EXCERPTED TEXT
============

Abbott Laboratories, which provides nutritional products for hospitalized patients, reports 40-55% of surveyed patients are either malnourished or at risk for malnourishment and up to 12% are severely malnourished. Abbott Labs says hospital charges are 35-75% higher among malnourished versus well-nourished patients. The problem is that Abbott Labs reported this fact in 1996, 18 years ago in the Journal of the American Dietetic Association!
Physicians at the Advocate Good Shepherd Hospital in Barrington, Illinois say: “Hospital malnutrition represents a large, hidden and costly component of medical care.” Researchers at the Center for the Evaluation of Value and Risk in Health at Tufts University Medical Center in Boston note the most costly complication associated with poor nutrition status is acute respiratory infection ($12,350-$19,530 per hospitalization).
A call to action has been issued from the Alliance To Advance Patient Nutrition at the Department of Food Science & Human Nutrition, University of Illinois at Urbana-Champaign, Urbana, Illinois. Authorities there say: “malnutrition continues to go unrecognized and untreated in many hospital patients. They call for timely identification of malnourished patients upon hospital admission and prompt intervention.
And let’s get down to the truest measure of the value of nutrition in hospitalized patients – mortality. Over a decade ago it was reported that mortality among malnourished patients at one hospital was 29.7% versus only 10.1% among well-nourished patients 12 months after their hospital stay! Maybe length of hospital stay can be reduced, but that might not figure in the patients who died after hospital discharge and never made it back to the hospital.
Let’s get specific. Throwing acutely ill patients into hospital intensive care rooms that look like caves, devoid of sunlight and fresh air, and giving them sugar or saline drips and hospital food (one report says prisoners are given better food than hospital patients) that reflects the typical American processed food diet is not likely to result in timely restoration of health.

============

AVAILABLE DATA
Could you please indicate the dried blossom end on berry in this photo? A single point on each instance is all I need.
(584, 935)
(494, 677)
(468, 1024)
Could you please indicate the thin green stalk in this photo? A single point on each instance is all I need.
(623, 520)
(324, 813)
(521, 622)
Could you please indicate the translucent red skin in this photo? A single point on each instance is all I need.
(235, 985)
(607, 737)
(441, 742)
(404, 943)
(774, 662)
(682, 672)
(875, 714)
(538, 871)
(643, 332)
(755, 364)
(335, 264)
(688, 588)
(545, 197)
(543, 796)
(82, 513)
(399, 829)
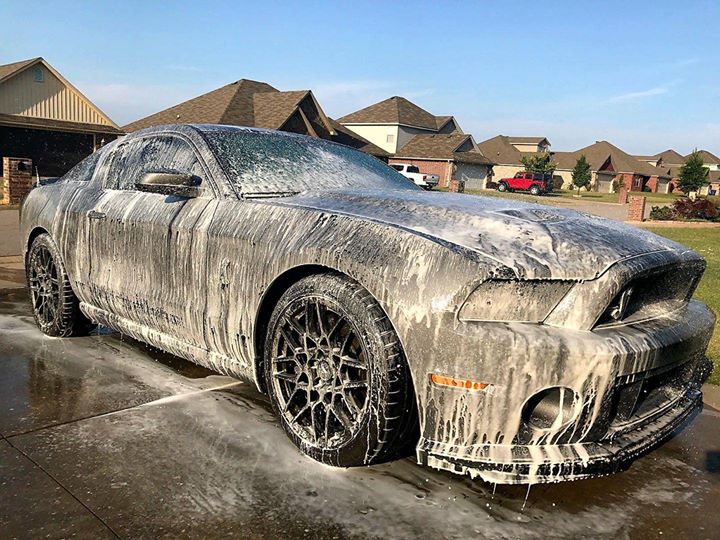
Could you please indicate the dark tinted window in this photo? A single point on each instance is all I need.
(153, 154)
(83, 171)
(267, 162)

============

BRIEF A
Rewrite the hospital malnutrition text from the words "A call to action" through "to the hospital.", putting "death rate" in place of "mortality".
BRIEF B
Extend the hospital malnutrition text past its final sentence.

EXERCISE ANSWER A
A call to action has been issued from the Alliance To Advance Patient Nutrition at the Department of Food Science & Human Nutrition, University of Illinois at Urbana-Champaign, Urbana, Illinois. Authorities there say: “malnutrition continues to go unrecognized and untreated in many hospital patients. They call for timely identification of malnourished patients upon hospital admission and prompt intervention.
And let’s get down to the truest measure of the value of nutrition in hospitalized patients – death rate. Over a decade ago it was reported that death rate among malnourished patients at one hospital was 29.7% versus only 10.1% among well-nourished patients 12 months after their hospital stay! Maybe length of hospital stay can be reduced, but that might not figure in the patients who died after hospital discharge and never made it back to the hospital.

EXERCISE ANSWER B
Sunlight exposure, which comprises the major way humans obtain vitamin D, is obviously compromised in hospital patients. Physicians at the University of Colorado School of Medicine report that 26% of patients newly admitted to an intensive care unit (ICU) were abjectly vitamin D deficient and another 56% were vitamin D insufficient. More troubling, their vitamin D levels predictably declined after 3 days in the ICU. Higher vitamin D levels resulted in lower mortality, shorter hospital stays and less hospital-acquired infections.
Other hospitals report similar results. Vitamin D levels are a significant marker of whether a patient will leave a hospital dead or alive.
Isn’t it time we all demand that American hospitals and physicians attend to the nutritional needs of our frail loved ones who upon hospital admission have their multivitamins immediately taken away from them?
Who will take up this cause and raise public demand that hospitals assess and correct malnutrition among frail elderly patients? Where are you Citizens for Health? Where are you National Health Federation? Where are you Alliance for Natural Health?
We should demand that American medicine create a culture that values and addresses the nutrient needs of its patients. Why is every disease treated as if it is a drug deficiency when many emanate from poor nutrition?
America, if you want to fix healthcare spending and save lives by reducing hospital re-admission rates, then demand your local hospital form a committee to remedy malnutrition. Take this report to your local hospital and deliver it personally to the administrator and the chief of staff. We’ve had enough of “enough is enough!” © 2104 Bill Sardi, Knowledge of Health, Inc.